*Written task*. Can you put every line of the listing below into a Markdown table with the columns "Row" and "Line", numbering the rows and leaving out blank lines?

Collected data
────────────────────
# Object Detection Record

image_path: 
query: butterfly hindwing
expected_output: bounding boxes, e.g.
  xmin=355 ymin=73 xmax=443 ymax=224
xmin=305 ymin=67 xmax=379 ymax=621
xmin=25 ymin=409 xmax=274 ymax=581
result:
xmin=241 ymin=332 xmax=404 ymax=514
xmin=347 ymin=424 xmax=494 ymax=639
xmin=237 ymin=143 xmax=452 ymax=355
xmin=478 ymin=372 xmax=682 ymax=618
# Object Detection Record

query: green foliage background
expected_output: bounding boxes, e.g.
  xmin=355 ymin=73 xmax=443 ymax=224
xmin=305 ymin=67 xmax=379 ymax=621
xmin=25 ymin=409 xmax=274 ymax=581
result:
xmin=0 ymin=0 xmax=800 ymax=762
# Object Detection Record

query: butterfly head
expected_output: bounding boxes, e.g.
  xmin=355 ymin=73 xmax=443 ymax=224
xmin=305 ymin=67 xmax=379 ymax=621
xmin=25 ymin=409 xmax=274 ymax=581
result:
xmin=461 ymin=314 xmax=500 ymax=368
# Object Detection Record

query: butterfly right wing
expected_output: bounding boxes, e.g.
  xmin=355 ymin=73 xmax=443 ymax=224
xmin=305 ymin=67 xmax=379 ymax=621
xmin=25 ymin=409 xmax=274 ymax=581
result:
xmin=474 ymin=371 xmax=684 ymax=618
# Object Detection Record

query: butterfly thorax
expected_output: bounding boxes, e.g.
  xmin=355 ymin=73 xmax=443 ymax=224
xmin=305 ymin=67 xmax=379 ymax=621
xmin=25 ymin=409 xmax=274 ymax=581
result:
────────────────────
*Answer below*.
| Row | Line |
|---|---|
| 1 | # Object Detection Record |
| 2 | image_path:  |
| 3 | query: butterfly hindwing |
| 4 | expected_output: bounding boxes, e.g. |
| 5 |   xmin=355 ymin=73 xmax=443 ymax=224 |
| 6 | xmin=305 ymin=67 xmax=379 ymax=621 |
| 7 | xmin=25 ymin=409 xmax=274 ymax=581 |
| 8 | result: |
| 9 | xmin=241 ymin=332 xmax=404 ymax=514 |
| 10 | xmin=347 ymin=424 xmax=494 ymax=639 |
| 11 | xmin=237 ymin=143 xmax=452 ymax=355 |
| 12 | xmin=478 ymin=372 xmax=682 ymax=618 |
| 13 | # Object Detection Record |
| 14 | query: green foliage background |
| 15 | expected_output: bounding boxes, e.g. |
| 16 |   xmin=355 ymin=73 xmax=443 ymax=224 |
| 17 | xmin=305 ymin=67 xmax=379 ymax=621 |
| 18 | xmin=25 ymin=409 xmax=274 ymax=581 |
| 19 | result: |
| 20 | xmin=0 ymin=0 xmax=800 ymax=762 |
| 21 | # Object Detection Record |
| 22 | query: butterfly head |
| 23 | expected_output: bounding boxes, e.g. |
| 24 |   xmin=355 ymin=73 xmax=443 ymax=224 |
| 25 | xmin=305 ymin=67 xmax=379 ymax=621 |
| 26 | xmin=25 ymin=409 xmax=274 ymax=581 |
| 27 | result: |
| 28 | xmin=461 ymin=314 xmax=500 ymax=368 |
| 29 | # Object Detection Record |
| 30 | query: butterfly right wing |
| 31 | expected_output: bounding boxes, e.g. |
| 32 |   xmin=355 ymin=73 xmax=443 ymax=224 |
| 33 | xmin=305 ymin=67 xmax=379 ymax=621 |
| 34 | xmin=25 ymin=409 xmax=274 ymax=581 |
| 35 | result: |
| 36 | xmin=474 ymin=371 xmax=684 ymax=618 |
| 37 | # Object Detection Record |
| 38 | query: butterfly thorax |
| 39 | expected_output: bounding boxes, e.g. |
| 40 |   xmin=355 ymin=73 xmax=443 ymax=224 |
| 41 | xmin=305 ymin=67 xmax=379 ymax=621 |
| 42 | xmin=25 ymin=409 xmax=274 ymax=581 |
| 43 | result: |